Extracted data entries:
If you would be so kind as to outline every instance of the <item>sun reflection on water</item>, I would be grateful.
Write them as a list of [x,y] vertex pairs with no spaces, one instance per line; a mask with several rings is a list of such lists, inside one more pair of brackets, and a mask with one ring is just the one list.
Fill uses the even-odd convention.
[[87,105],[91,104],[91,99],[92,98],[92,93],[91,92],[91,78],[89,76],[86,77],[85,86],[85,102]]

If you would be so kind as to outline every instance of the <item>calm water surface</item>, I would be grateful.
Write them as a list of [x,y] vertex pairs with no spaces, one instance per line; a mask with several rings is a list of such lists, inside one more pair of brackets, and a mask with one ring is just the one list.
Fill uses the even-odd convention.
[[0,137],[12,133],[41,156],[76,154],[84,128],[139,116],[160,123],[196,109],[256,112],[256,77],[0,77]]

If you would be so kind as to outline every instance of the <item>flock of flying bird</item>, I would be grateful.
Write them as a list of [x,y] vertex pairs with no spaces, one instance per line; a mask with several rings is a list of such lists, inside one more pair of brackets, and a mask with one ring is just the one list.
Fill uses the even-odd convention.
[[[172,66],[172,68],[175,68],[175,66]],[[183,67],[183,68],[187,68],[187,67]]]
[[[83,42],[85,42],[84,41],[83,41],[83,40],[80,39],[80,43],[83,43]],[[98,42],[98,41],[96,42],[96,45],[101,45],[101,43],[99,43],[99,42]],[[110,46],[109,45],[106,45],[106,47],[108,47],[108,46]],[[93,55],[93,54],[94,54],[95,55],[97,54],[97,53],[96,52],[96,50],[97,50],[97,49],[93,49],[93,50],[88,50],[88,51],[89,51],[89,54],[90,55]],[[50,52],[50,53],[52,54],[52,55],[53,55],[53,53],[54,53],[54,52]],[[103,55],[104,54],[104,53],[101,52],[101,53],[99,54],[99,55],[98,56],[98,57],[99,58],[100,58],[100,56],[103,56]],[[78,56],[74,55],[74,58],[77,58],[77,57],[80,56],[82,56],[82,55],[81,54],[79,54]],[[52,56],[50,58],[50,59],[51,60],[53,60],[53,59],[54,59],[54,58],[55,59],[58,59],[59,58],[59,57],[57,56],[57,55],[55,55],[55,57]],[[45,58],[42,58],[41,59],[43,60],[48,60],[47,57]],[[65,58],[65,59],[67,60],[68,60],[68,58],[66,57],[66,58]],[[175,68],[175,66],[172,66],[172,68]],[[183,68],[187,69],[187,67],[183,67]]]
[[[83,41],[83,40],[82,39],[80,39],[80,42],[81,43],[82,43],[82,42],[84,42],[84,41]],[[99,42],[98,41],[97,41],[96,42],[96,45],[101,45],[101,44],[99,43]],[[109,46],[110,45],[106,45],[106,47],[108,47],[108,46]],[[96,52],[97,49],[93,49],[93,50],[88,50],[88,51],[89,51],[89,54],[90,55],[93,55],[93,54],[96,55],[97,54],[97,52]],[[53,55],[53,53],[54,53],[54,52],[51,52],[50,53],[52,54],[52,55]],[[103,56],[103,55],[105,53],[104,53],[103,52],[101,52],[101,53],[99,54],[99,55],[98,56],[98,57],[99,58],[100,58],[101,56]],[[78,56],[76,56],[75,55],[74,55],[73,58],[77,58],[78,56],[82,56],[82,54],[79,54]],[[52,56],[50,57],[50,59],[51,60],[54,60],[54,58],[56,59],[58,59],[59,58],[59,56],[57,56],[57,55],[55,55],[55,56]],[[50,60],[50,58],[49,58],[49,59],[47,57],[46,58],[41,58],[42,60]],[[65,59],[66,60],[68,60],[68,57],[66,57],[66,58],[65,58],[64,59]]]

Task requirements ▸
Gather all lines in the records above that contain the word "every". Copy each one in full.

Answer to this task ▸
If you would be so kind as to outline every instance of the <item>sun reflection on water</item>, I would be grateful.
If you would be so kind as to outline every instance of the <item>calm water surface</item>, I would be grateful.
If you would be so kind as to outline every instance of the <item>flock of flying bird</item>, I would be grateful.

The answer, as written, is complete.